> _Texto de referência_:
********************
A Terceira Seção do Superior Tribunal de Justiça, especializada no julgamento de processos criminais, aprovou três novos enunciados (a propósito, o enunciado é a súmula de um entendimento consolidado no órgão julgador, que é adotado em todos os julgamentos que tratam da mesma matéria, servindo de orientação para todos os órgãos do Poder Judiciário no país, de primeira e segunda instância).
Os três enunciados tiveram as teses fixadas anteriormente em julgamento de recurso especial sob o rito dos representativos de controvérsia, estabelecido no artigo 543-C do Código de Processo Civil.
O primeiro deles diz respeito ao benefício previsto no art. 155, 2º., do Código Penal, in verbis: “Se o criminoso é primário, e é de pequeno valor a coisa furtada, o juiz pode substituir a pena de reclusão pela de detenção, diminuí-la de um a dois terços, ou aplicar somente a pena de multa.” Eis um direito subjetivo público do réu!
********************
[Dados extraídos de uma coleção]

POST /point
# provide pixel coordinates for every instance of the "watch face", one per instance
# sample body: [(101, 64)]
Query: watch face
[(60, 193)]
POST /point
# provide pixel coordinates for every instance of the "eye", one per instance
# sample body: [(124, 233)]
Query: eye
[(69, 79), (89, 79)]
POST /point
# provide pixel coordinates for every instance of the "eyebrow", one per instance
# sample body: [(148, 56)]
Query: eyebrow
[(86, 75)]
********************
> _Instruções_:
Reescreva em forma de lista, de modo mais conciso, o parágrafo do texto de referência que começa com "A Terceira Seção do Superior Tribunal de Justiça", preservando seus fatos principais.

> _Resposta completa_:
- A Terceira Seção do Superior Tribunal de Justiça, especializada no julgamento de processos criminais, aprovou três novos enunciados.
- Enunciado é a súmula de um entendimento consolidado no órgão julgador.
- Esse entendimento é adotado em todos os julgamentos sobre a mesma matéria.
- O enunciado orienta todos os órgãos do Poder Judiciário no país, de primeira e segunda instância.